Given passage:
_ _ _

Au pit she Mon e tög
Ne mud wa wa wau we ne gög.
The Spirit on high,
Repeats my warlike name.

In the translation of hymns, made during the modern period of missionary effort, there has been no general attempt to secure rhyme; and as these translations are generally due to educated natives, under the inspection and with the critical aid of the missionary, they have evinced a true conception of the genius of the language, by the omission of this accident. Eliot, who translated the psalms of David into the Massachusetts language, which were first printed in 1661, appears to have deemed it important enough to aim at its attainment: but an examination of the work, now before us, gives but little encouragement to others to follow his example, at least while the languages remain in their present rude and uncultivated state. The following is the XXIII Psalm from this version:

1. Mar teag nukquenaabikoo
shepse nanaauk God.
Nussepsinwahik ashkoshqut
nuttinuk ohtopagod

2. Nagum nukketeahog kounoh
wutomohkinuh wonk
Nutuss ∞unuk ut sampoi may
newutch ∞wesnonk.

_ _ _

Dataset content:
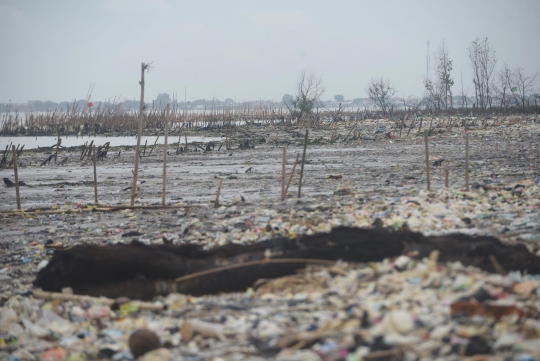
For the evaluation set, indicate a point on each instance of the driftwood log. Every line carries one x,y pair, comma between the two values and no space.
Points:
143,272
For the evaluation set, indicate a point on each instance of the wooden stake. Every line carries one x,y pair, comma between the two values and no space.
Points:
302,165
216,203
139,131
165,158
446,173
95,177
466,161
152,149
57,144
290,178
15,170
283,173
427,161
144,150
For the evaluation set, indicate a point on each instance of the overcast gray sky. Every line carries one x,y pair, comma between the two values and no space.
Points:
54,49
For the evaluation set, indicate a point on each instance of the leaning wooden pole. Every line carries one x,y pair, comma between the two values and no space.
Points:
290,178
164,190
428,179
467,161
302,165
139,132
16,171
283,173
216,203
95,177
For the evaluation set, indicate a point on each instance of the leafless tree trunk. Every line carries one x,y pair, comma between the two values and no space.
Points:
444,67
483,61
503,84
380,91
525,85
309,90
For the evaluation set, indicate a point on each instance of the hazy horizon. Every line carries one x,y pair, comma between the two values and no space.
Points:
247,50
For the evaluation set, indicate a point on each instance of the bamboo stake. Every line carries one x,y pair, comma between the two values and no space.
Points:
302,165
467,161
283,173
139,131
446,173
427,161
164,190
144,150
95,177
152,149
15,170
290,178
216,203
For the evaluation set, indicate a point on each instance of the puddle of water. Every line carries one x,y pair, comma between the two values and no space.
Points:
71,141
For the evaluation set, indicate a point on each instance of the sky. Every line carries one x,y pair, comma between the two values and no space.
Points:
247,50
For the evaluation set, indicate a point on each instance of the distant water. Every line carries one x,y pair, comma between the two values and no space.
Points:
71,141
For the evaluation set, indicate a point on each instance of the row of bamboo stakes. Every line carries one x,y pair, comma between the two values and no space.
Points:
165,117
284,186
114,119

_ _ _

In the passage on translating hymns into Native languages, in what year were Eliot's psalms in the Massachusetts language first printed?

Exercise solution: 1661